# Отрывок со страницы:
___

Н.С. Хрущев, Л.И. Брежнев, А.Н. Косыгин и другие в Завидово, 1962 год. Фото: РГАСПИ
 

Ни в коем случае не подозреваю Митрохина в желании хвалить Сталина, ругая Хрущева, однако из-за проявленной в книге антихрущевской жесткости налицо смещение акцентов. Митрохин уверяет, что в позднесталинское время «централизованное государственное производство дополнялось работой мощного (выделение мое. — Д. Т.) частного сектора, то есть кооперативов (артелей) и „частников“ (надомных мастеров, мастеров по ремонту), покупавших патенты». На самом деле роль Сталина состояла в ликвидации действительно мощного частного сектора, существовавшего до коллективизации в сельском хозяйстве, а то, что осталось (и потом было добито Хрущевым), мощным никак назвать нельзя. Данных о доле этой «мощи» в ВВП автор не приводит, и, думается, значительных цифр «выкопать» из статистики нельзя.

___

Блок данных
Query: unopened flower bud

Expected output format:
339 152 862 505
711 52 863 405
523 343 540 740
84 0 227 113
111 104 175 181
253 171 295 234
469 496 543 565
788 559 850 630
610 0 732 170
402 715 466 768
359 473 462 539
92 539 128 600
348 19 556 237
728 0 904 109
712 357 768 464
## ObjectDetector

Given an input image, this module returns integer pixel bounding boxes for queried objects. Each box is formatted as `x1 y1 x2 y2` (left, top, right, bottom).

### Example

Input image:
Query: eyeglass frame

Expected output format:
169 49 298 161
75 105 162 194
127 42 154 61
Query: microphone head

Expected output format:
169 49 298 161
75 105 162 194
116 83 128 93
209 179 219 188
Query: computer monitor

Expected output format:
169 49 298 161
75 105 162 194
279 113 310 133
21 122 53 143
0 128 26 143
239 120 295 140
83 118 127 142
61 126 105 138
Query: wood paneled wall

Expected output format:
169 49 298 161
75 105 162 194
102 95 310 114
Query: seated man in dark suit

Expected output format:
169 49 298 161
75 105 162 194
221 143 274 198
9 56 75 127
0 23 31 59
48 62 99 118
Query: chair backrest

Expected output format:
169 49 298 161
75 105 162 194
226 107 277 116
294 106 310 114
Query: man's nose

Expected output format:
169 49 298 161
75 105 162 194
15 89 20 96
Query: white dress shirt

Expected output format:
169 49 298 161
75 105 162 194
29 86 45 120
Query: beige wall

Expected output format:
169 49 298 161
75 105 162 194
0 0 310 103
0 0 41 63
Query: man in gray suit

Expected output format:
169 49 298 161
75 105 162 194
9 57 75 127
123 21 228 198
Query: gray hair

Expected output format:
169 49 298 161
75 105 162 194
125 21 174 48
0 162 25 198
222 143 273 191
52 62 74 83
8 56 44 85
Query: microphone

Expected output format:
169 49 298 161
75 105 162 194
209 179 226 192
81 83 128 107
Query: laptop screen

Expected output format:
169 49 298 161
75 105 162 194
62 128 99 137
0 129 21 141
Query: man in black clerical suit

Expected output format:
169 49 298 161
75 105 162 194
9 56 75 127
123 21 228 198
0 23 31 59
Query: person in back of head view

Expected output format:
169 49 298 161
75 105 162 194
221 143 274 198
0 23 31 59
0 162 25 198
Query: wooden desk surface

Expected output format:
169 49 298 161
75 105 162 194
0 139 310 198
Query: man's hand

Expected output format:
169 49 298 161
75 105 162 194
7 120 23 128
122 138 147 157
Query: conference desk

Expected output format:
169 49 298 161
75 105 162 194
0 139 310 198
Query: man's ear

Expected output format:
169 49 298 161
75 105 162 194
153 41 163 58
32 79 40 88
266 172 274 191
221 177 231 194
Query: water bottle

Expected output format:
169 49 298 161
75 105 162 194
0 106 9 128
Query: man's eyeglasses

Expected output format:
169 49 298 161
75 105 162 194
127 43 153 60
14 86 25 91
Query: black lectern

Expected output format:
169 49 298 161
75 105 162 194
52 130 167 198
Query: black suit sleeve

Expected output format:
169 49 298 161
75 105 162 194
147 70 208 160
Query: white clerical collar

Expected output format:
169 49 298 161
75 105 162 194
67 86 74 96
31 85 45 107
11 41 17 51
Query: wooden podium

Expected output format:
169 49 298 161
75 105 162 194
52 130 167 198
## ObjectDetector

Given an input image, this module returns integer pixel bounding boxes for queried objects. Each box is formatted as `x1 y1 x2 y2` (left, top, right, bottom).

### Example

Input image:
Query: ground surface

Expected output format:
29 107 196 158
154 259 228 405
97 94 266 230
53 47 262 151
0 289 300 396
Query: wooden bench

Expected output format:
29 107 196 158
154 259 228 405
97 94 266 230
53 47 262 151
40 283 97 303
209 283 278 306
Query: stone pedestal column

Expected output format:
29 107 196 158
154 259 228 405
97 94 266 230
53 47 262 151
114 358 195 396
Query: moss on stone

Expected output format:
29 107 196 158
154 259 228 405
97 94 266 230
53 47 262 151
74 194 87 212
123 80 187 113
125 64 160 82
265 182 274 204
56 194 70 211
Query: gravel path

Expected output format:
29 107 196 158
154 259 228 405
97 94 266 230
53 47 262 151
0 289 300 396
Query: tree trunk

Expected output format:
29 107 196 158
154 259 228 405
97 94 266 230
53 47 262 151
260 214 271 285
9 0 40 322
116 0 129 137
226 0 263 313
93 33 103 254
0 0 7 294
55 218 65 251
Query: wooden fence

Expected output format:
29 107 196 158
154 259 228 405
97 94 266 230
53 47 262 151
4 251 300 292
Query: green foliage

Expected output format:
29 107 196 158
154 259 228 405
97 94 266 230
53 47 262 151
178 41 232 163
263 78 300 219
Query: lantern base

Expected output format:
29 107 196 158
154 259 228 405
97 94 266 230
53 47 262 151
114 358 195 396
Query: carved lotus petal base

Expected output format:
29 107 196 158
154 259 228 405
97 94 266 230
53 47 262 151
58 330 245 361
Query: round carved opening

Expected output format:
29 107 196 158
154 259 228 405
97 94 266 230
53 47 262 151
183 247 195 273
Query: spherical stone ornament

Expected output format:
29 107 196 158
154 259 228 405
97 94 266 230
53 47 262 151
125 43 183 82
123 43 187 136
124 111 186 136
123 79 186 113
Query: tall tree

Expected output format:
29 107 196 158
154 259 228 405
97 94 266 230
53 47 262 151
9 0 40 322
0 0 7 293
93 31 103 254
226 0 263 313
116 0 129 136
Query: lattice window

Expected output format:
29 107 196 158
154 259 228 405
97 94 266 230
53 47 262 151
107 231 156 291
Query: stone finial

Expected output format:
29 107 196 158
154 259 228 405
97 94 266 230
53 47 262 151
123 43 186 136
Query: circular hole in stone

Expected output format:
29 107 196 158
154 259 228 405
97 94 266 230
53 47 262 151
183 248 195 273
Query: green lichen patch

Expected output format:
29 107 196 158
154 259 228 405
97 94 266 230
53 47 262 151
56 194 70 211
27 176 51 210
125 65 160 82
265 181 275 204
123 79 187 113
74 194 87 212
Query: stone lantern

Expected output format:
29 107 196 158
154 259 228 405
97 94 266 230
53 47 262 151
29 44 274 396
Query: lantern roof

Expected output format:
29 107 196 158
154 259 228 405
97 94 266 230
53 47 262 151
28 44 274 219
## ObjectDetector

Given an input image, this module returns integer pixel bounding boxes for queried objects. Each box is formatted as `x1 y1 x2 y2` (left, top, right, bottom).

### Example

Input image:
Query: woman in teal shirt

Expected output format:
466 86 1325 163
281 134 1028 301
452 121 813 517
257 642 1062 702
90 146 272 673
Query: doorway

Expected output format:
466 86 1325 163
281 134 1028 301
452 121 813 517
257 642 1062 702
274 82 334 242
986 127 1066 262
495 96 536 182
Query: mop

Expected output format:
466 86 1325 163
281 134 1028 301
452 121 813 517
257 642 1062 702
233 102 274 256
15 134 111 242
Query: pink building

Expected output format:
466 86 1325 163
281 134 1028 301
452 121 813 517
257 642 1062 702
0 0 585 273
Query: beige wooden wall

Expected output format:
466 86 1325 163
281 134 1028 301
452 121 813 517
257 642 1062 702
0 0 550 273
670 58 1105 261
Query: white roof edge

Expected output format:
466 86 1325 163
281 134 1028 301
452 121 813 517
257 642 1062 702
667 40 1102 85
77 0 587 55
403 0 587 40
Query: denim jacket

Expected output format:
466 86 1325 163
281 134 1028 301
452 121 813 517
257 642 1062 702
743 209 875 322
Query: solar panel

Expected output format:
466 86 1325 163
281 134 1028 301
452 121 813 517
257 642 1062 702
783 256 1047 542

___

# Задание:
Выпишите из отрывка слово в слово кусок, который начинается со слов «Н.С. Хрущев, Л.И.» и заканчивается словами «из статистики нельзя.». Строки к отрывку не относятся, это отдельный материал.

# Решение:
Н.С. Хрущев, Л.И. Брежнев, А.Н. Косыгин и другие в Завидово, 1962 год. Фото: РГАСПИ
 

Ни в коем случае не подозреваю Митрохина в желании хвалить Сталина, ругая Хрущева, однако из-за проявленной в книге антихрущевской жесткости налицо смещение акцентов. Митрохин уверяет, что в позднесталинское время «централизованное государственное производство дополнялось работой мощного (выделение мое. — Д. Т.) частного сектора, то есть кооперативов (артелей) и „частников“ (надомных мастеров, мастеров по ремонту), покупавших патенты». На самом деле роль Сталина состояла в ликвидации действительно мощного частного сектора, существовавшего до коллективизации в сельском хозяйстве, а то, что осталось (и потом было добито Хрущевым), мощным никак назвать нельзя. Данных о доле этой «мощи» в ВВП автор не приводит, и, думается, значительных цифр «выкопать» из статистики нельзя.